* [Stated task A]
How would you render this sentence from the volcanic column extract in Spanish: "In the first case (Fig. 1a, b), the column is characterized by a regime of incipient collapse, in which batches of mass are intermittently released throughout the simulation time."?
* [Stated task B]
Can you return the passage of the volcanic column extract from "Our 3D experiments" to "kinematic decoupling regime.", copied word for word?
* [Stated task C]
Can you continue the text on volcanic column collapse after its final sentence?

··· Extract

Our 3D experiments explore the full spectrum of volcanic column regimes, from fully convective plumes to total collapsing fountains generating PDCs, in a mass eruption rate range spanning two orders of magnitude (from 107 to 109 kg s−1). For each simulation, we determine the percentage of collapsing mass Qc and the average temperature of the mixture in the collapsing region Tc (as detailed in the Methods section), and highlight the role of turbulence and mixing of atmospheric air in decreasing the temperature of the collapsing mass for models in which gas and particles are either in equilibrium or in kinematic decoupling regime.

Partial and total collapse regimes with gas–particle kinematic decoupling are shown in Fig. 1 for a mass eruption rate of 108 kg s−1 (input parameters are reported in Table 1). In the first case (Fig. 1a, b), the column is characterized by a regime of incipient collapse, in which batches of mass are intermittently released throughout the simulation time. At about 1 km above the inlet, the inner and hotter portion of the column starts displaying oscillatory behavior, driven by the development of turbulent large eddies along the margins. This turbulent mixing progressively erodes the central unmixed laminar jet, favoring the entrainment of cold atmospheric air and the subsequent dilution of the mixture (Fig. 1a, Supplementary Fig. 2a, b). The degree and extent of this process determine the percentage of mass involved in the collapse (i.e., the stronger the erosion, the less the collapsing mass). Given that the erosion process does not involve the entire central structure before the upward momentum of the mixture is exhausted, the less mixed, dense part of the column collapses toward the ground, in this case from a height of ~2.8 km (collapse height—Hc; Methods section). During the collapse, the mixture continues entraining ambient air and diluting, and depending on the amount of mixing, it may either be re-entrained into the eruptive column or remain denser than the atmosphere forming a PDC of small runout (<7 km). At the same time, the outer mixed portion of the column becomes buoyant and forms a convective plume that in this case reaches ~38 km (Methods section).

······
··· Data lines

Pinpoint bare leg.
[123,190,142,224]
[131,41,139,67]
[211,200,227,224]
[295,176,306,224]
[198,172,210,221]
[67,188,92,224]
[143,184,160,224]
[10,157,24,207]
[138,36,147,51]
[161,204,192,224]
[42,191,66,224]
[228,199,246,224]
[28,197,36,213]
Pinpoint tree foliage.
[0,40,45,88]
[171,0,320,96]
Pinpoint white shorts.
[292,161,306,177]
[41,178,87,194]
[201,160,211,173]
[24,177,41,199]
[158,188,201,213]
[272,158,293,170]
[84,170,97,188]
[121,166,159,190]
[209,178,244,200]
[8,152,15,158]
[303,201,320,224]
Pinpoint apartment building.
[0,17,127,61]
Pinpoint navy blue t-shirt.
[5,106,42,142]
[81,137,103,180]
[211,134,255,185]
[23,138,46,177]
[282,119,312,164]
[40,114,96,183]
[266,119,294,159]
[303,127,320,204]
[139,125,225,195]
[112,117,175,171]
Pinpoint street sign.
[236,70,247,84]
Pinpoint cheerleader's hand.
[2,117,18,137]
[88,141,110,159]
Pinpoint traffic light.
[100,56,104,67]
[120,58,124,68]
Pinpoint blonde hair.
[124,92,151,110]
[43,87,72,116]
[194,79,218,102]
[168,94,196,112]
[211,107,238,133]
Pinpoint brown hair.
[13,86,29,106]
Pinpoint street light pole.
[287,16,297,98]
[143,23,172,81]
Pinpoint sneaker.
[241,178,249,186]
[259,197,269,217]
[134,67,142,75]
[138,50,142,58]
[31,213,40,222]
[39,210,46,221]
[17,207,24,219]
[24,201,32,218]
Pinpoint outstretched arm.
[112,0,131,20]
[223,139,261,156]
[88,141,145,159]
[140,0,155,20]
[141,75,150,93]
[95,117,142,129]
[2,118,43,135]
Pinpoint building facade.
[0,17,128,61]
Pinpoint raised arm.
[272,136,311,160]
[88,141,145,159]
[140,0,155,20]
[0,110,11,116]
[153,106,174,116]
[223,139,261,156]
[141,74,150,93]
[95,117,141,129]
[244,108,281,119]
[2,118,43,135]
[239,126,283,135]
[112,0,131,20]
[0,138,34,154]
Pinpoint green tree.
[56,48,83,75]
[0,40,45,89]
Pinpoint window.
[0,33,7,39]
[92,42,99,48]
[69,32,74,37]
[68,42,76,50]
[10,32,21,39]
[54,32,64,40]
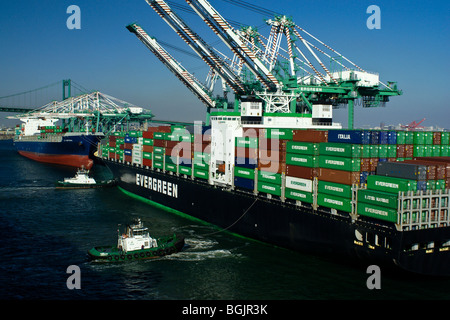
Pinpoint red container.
[361,158,372,171]
[258,137,287,152]
[243,128,263,138]
[142,159,152,167]
[397,144,406,158]
[404,144,414,158]
[433,132,441,144]
[153,139,166,148]
[142,145,153,152]
[318,168,360,185]
[234,147,258,159]
[258,159,286,173]
[292,129,328,142]
[286,164,319,180]
[142,131,153,139]
[259,149,286,162]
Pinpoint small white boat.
[56,168,115,189]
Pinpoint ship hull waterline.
[14,134,102,170]
[105,160,450,276]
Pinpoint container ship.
[13,118,103,170]
[10,89,153,170]
[98,0,450,275]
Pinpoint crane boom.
[186,0,281,90]
[146,0,245,94]
[127,23,215,108]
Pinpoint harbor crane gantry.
[133,0,402,128]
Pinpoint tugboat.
[56,168,116,189]
[88,219,184,261]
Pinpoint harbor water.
[0,140,450,300]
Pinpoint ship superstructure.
[99,0,450,275]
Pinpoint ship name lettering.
[136,173,178,198]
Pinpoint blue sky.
[0,0,450,128]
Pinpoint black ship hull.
[105,160,450,276]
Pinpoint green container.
[286,153,319,168]
[367,175,417,194]
[318,180,352,199]
[286,141,319,156]
[153,132,166,140]
[387,144,397,158]
[142,138,153,146]
[165,162,177,172]
[193,159,209,171]
[357,202,397,223]
[194,168,209,180]
[153,147,166,154]
[236,137,258,149]
[427,180,436,190]
[179,166,192,176]
[436,180,445,190]
[405,131,414,144]
[441,132,450,145]
[194,152,211,163]
[264,128,293,140]
[142,152,152,160]
[153,161,164,169]
[128,130,142,137]
[369,144,379,158]
[413,131,425,144]
[318,156,361,171]
[358,189,398,209]
[397,131,406,144]
[284,188,313,203]
[361,144,371,158]
[430,145,441,157]
[424,131,433,145]
[256,171,281,185]
[234,167,255,180]
[317,193,352,212]
[319,142,361,158]
[413,144,425,157]
[378,144,388,158]
[258,181,281,196]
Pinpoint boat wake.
[164,238,236,261]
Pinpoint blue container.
[388,131,397,144]
[179,158,192,167]
[124,136,137,143]
[234,177,255,190]
[417,180,427,191]
[328,130,371,144]
[379,131,389,144]
[234,157,258,169]
[359,171,370,183]
[370,130,381,144]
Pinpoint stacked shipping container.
[101,126,450,222]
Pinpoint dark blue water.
[0,141,450,300]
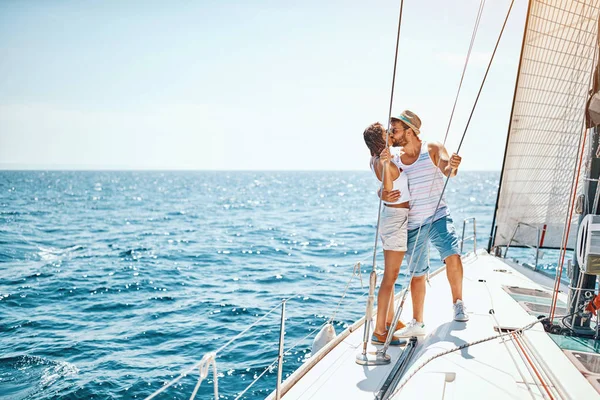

······

* [Output A]
En el primer caso (Fig. 1a, b), la columna se caracteriza por un régimen de colapso incipiente, en el que se liberan lotes de masa de forma intermitente a lo largo de todo el tiempo de simulación.

* [Output B]
Our 3D experiments explore the full spectrum of volcanic column regimes, from fully convective plumes to total collapsing fountains generating PDCs, in a mass eruption rate range spanning two orders of magnitude (from 107 to 109 kg s−1). For each simulation, we determine the percentage of collapsing mass Qc and the average temperature of the mixture in the collapsing region Tc (as detailed in the Methods section), and highlight the role of turbulence and mixing of atmospheric air in decreasing the temperature of the collapsing mass for models in which gas and particles are either in equilibrium or in kinematic decoupling regime.

* [Output C]
Color contours in the left-half of Fig. 1b display the time-averaged mixture temperature field, normalized to its initial value. The jet is characterized by a hot inner core surrounded by a region of gradually decreasing temperatures. Plots in the right-half of Fig. 1b depict time-averaged velocity and temperature profiles, along the vertical z-axis (black and red dashed lines) and integrated across horizontal cross-sections (black and red solid lines; cf. ref. 23). These profiles allowed us to differentiate the height at which the vertical momentum along the z-axis is exhausted (uneroded height—Hun) from the one at which the horizontal average of the vertical momentum of the whole eruptive column is exhausted (jet height—Hjet). We computed Hjet by looking at the minimum of the horizontally integrated velocity profile, although different alternatives have been proposed, either based on the generalized Morton’s length scale23,38,39 or on the Bernoulli’s equation13. They are however consistent with the adopted one, differing by less than 10% (see Methods section). In this case, Hun = 3.1 km and Hjet = 2.2 km. According to refs. 11,13, the notable difference between Hun and Hjet is due to the effect of dilution associated with turbulent mixing, eroding the momentum flux from the jet edges. In other words, the higher the spread between these two heights, the greater the gradual outer mixing of the erupted material with external air, and the stronger the decrease in temperature of the mixture. Finally, Qc is 15% of the mass leaving the source, and Tc is estimated at 790 K.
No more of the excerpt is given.